--- Start of TEXT SEGMENT ---
The answer that I suggest is that he was very focused and was thinking really fast. I think he was primarily a mind-worker. Then he may have had a strong will, being able to take quick decisions and then write on paper a final result. Then, he never cared for second thoughts, improvements, etc. Never looking back - always looking ahead! Also, confidence: no doubts whatsoever about his works. And he was practical - he was doing 'functional' music, music meant to be liked by those particular Austrian (Czech, German) people. Also, always striving for the best (and the most) that can be done until lunchtime! :lol: That's how I think he did it. These are perfectly human qualities, and not even too hard to put in practice. Let's use them! 

It is true that those above do say nothing about why we like his music. But let's keep that for another discussion.

What can still be discussed on this topic is whether, at the moment of writing them down, those pieces were already finished in his mind. It is not reasonable to presume that he made sketches that were lost. I don't think he would have had time and patience to do too many sketches. Also, he was not the type of personality to care much for testing, experimenting, re-writting, etc. He was a DO-er. 

As a conclusion - I think he was a guy using his mind to a far bigger extent than most people do.That is my belief, and my explanation for his easiness to write music. So - Less sketches, less paper, more brain! Less computer, more brain! - That is my point. Let's make better use of what we have best! What we have best is not our computers, so why spending so much money and time on these stupid time-wasters? Indeed. I'm out! ~o) 

P.S. -
I believe that today, Mozart would have used a computer only to input the notes in a notation program while playing on a rig of keyboards, then to output the parts from the printer! And then - a lot of time for PARTYING! o/~ o-[][]-o o=<


----------



## Trev Parks (Oct 26, 2007)

VonRichter @ Fri Oct 26 said:


> Mozart's late works already start encroaching on "romantic" territory... interesting to ponder if he would have made a major stylistic upheaval and blown the lid right off the Classical era. It's entirely possible... Mozart's personality is very individualist, and his music steadily grew more so right until the end. Now we'll never know.
--- End of TEXT SEGMENT ---
--- Start of SUPPLIED MATERIAL ---
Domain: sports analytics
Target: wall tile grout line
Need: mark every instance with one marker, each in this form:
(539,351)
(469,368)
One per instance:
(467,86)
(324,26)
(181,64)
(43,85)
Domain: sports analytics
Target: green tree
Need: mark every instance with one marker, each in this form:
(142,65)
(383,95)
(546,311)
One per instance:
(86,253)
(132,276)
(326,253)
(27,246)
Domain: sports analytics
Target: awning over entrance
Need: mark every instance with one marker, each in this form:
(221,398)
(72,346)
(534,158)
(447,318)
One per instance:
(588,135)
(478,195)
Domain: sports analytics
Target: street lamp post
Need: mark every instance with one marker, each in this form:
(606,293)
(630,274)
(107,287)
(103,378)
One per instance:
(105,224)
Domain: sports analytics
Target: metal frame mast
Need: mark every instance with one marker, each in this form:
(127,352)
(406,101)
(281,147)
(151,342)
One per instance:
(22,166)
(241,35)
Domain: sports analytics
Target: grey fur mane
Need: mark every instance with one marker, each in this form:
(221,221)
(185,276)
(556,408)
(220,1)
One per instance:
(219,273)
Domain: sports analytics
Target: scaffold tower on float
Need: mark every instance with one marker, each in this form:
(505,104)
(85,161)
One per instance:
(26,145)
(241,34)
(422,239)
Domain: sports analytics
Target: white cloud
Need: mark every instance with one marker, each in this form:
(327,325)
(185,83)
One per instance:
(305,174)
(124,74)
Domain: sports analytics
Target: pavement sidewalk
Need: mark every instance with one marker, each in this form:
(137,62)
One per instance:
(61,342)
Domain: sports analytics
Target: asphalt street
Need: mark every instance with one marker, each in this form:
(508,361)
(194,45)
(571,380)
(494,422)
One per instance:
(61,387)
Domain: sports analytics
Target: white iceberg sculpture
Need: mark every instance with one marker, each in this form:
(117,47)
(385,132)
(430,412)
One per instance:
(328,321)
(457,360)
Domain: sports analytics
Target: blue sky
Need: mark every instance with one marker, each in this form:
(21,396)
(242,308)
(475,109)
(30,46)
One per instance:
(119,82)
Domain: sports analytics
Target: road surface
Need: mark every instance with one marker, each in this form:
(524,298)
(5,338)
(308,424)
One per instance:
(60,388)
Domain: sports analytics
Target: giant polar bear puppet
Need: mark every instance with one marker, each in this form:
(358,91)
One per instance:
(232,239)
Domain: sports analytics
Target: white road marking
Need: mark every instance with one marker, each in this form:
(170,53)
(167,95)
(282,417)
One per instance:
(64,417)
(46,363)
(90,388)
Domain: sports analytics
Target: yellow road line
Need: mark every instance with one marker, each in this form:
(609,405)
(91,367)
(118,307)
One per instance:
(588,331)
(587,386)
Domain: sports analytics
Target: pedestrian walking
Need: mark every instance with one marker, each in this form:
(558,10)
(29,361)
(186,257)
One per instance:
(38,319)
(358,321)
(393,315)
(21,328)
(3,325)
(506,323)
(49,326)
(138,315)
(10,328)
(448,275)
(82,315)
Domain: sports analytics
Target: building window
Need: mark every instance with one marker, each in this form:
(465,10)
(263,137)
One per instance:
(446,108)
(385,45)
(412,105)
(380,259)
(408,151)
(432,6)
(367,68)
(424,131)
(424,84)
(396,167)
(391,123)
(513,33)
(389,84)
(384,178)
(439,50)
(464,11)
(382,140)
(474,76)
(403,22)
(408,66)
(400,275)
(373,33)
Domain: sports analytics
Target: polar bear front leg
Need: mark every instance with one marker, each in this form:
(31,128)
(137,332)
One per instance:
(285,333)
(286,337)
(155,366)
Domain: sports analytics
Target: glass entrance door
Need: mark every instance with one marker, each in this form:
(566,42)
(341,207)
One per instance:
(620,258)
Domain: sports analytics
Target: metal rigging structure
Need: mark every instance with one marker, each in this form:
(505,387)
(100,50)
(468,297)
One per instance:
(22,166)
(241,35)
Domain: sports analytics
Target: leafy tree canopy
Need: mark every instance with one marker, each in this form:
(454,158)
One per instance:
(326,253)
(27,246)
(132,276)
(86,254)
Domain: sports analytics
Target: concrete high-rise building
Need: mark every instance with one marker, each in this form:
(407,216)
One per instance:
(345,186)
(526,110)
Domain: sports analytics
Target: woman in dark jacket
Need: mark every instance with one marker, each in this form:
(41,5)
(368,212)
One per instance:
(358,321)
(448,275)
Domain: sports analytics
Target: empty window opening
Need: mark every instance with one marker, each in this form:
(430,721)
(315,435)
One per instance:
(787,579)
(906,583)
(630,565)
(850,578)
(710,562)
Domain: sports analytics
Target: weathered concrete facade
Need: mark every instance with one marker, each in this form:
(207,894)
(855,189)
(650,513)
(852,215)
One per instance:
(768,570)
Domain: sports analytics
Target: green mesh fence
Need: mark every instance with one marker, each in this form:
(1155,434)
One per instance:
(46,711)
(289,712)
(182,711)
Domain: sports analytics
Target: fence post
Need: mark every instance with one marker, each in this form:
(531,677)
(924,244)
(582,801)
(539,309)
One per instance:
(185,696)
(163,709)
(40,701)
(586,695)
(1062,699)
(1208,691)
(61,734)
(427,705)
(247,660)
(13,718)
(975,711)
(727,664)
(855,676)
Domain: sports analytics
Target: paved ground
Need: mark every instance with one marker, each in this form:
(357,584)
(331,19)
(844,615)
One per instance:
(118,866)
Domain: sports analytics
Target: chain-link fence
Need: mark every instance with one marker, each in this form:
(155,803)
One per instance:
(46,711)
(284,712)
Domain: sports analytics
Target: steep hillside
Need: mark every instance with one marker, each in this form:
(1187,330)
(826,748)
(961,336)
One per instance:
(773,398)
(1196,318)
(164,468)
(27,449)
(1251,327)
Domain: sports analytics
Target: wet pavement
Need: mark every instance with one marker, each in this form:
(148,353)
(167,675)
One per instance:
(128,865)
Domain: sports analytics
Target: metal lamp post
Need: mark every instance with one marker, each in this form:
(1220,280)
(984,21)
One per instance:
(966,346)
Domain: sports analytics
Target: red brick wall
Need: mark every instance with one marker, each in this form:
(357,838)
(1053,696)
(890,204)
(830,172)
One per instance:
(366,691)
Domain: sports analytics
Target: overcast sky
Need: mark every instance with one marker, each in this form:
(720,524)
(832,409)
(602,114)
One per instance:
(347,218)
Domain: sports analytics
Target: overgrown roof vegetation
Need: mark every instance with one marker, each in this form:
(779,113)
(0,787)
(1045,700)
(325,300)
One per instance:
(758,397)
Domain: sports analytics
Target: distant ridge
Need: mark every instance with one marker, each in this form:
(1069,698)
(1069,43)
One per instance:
--- End of SUPPLIED MATERIAL ---
→ **OBJECTIVES**:
A – Print the passage of the forum thread on Mozart between "The answer that" and "for another discussion.", inclusive.
B – In the forum thread on Mozart, what does the writer believe Mozart would use a computer for today?

→ **SOLUTION SET**:
A –
The answer that I suggest is that he was very focused and was thinking really fast. I think he was primarily a mind-worker. Then he may have had a strong will, being able to take quick decisions and then write on paper a final result. Then, he never cared for second thoughts, improvements, etc. Never looking back - always looking ahead! Also, confidence: no doubts whatsoever about his works. And he was practical - he was doing 'functional' music, music meant to be liked by those particular Austrian (Czech, German) people. Also, always striving for the best (and the most) that can be done until lunchtime! :lol: That's how I think he did it. These are perfectly human qualities, and not even too hard to put in practice. Let's use them! 

It is true that those above do say nothing about why we like his music. But let's keep that for another discussion.

B – Only to input the notes in a notation program while playing on a rig of keyboards, then to output the parts from the printer.